-- Assignment --
Pick up the article on 2D codes in packaging and Sunrise 2027 after its last bullet, and write the next part.

Challenges and Responses: How Packaging Converters and Brands Must Evolve Together

This transition is not without friction. Packaging suppliers and brand teams will face three principal challenges — print & process, data integration, and design fusion — and each requires coordinated mitigation.

1. Printing and process challenges

2D codes demand high print fidelity. Distortion, low contrast, and surface curvature (on bags, pouches, and cylinders) undermine scannability. High-gloss films, metallized panels, and dark backgrounds amplify the risk.

Response: Early material compatibility testing. Work with converters to qualify substrates, ink, and print positions. Introduce inline verification (camera-based quality checks) and standardized print verification protocols to ensure first-pass readability on high-speed lines.

2. Data and systems integration

Encoding dynamic production data (batch, time-stamp, line ID) into each code and maintaining a trusted link between physical pack and enterprise datasets (ERP, MES, WMS) is an IT project as much as a packaging one.

Response: Map the end-to-end data flow before printing. Implement robust middleware or APIs to bind production metadata to each unique code, and maintain audit trails. Pilot small product lines to stress-test the data pipeline and align formats with retail partners’ ingestion requirements.

3. Design integration

Brand teams worry that codes will disrupt visual design or reduce shelf impact.

Response: Involve packaging design early. Explore creative placement, framed clearzones, or brand-anchored micro-content that appears when the code is scanned. Standardize a set of layout templates that balance scanner-readability with brand aesthetics.

Sunrise 2027 Is the Gateway to Smart Packaging

Beyond traceability and compliance, the 2D code is an access point to intelligent packaging use cases:

  • Interactive consumer experiences: reward programs, recipe suggestions, provenance storytelling, and anti-counterfeiting checks.
  • Data-driven marketing: anonymized scan analytics can reveal purchase geography and consumption patterns for sharper demand planning.
  • IoT and cold-chain integration: codes can link to sensor logs (temperature, humidity) recorded during transport to provide verified quality histories.
  • Regulatory and sustainability reporting: packaged data facilitates automated reporting for regulators and retailers.

-- Dataset entries --
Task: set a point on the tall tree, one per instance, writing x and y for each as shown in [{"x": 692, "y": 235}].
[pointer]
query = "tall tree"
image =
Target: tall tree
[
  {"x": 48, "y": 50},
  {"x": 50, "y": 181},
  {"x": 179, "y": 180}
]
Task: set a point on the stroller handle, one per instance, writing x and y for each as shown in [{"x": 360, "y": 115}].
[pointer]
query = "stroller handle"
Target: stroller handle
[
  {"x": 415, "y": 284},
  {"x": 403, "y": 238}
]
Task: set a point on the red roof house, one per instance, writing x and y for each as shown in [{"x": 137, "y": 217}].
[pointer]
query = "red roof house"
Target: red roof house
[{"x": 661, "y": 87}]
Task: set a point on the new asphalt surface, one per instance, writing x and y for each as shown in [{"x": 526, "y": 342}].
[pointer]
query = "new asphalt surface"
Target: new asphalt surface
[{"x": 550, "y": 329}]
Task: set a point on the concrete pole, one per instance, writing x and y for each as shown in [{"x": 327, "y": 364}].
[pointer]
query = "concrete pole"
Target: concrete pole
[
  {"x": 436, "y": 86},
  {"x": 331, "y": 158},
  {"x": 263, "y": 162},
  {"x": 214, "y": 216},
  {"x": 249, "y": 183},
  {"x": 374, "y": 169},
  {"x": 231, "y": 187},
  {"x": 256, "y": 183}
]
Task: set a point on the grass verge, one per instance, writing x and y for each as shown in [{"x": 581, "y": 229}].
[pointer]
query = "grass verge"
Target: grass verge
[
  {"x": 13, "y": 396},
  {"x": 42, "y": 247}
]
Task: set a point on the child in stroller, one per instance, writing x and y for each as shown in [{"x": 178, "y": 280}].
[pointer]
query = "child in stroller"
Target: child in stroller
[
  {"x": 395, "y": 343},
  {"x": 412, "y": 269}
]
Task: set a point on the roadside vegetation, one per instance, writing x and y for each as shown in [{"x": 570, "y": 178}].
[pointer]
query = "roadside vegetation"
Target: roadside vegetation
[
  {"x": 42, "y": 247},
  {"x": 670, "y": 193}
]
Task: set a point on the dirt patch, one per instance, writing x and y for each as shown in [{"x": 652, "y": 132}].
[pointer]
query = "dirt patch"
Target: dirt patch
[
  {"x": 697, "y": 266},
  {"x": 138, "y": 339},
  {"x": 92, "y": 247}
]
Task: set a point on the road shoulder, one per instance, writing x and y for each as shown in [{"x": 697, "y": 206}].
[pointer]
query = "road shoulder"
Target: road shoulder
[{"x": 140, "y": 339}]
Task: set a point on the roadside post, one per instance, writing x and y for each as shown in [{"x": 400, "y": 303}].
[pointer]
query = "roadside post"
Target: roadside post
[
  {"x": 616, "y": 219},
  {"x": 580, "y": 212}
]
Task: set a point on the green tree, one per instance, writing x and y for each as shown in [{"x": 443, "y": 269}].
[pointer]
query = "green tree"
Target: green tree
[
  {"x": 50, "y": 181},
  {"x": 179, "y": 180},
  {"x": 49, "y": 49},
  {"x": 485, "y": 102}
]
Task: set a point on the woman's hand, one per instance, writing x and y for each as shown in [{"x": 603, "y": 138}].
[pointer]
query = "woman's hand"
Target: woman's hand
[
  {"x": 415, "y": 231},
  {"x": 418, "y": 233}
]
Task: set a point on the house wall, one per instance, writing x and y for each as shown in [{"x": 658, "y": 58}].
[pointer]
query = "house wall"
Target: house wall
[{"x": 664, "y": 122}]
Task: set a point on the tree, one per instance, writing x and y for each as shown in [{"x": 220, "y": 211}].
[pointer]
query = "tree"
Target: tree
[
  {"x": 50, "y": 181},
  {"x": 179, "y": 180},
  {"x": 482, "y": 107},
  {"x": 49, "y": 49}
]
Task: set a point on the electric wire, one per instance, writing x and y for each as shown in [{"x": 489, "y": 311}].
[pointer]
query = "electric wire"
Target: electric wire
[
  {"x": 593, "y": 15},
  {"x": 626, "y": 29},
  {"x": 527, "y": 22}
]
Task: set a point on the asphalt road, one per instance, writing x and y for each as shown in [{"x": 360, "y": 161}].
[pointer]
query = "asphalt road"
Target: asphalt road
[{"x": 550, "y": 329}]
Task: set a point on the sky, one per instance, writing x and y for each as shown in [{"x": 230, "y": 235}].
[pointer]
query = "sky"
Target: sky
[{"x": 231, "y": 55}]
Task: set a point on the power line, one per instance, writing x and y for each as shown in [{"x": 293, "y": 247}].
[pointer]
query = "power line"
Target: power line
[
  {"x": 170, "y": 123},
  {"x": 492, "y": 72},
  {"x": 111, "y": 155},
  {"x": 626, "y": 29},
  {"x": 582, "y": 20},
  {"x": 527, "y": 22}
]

-- Result below --
Viewed strategically, the shift to 2D codes is not a compliance burden — it is the enabling technology for a digital product lifecycle.

Practical Steps to Prepare for the 2027 Deadline

With the clock ticking, here are concrete actions packaging suppliers and brand owners should begin now:

  1. Start diagnostics and planning — audit existing SKUs, determine which products must carry expanded data elements (lot, line, expiry), and map current in-line coding capabilities.
  2. Run pilot projects — pick one or two representative SKUs and execute an end-to-end pilot with your converter and retail partner, including print tests, scan validation, and data handoff.
  3. Engage retailers early — confirm each major retail partner’s technical requirements and timelines so your upgrade plan aligns with their POS readiness.
  4. Turn compliance into differentiation — consider how the 2D code can host value-adding content (sourcing stories, certifications, loyalty) and integrate these into packaging design and marketing plans.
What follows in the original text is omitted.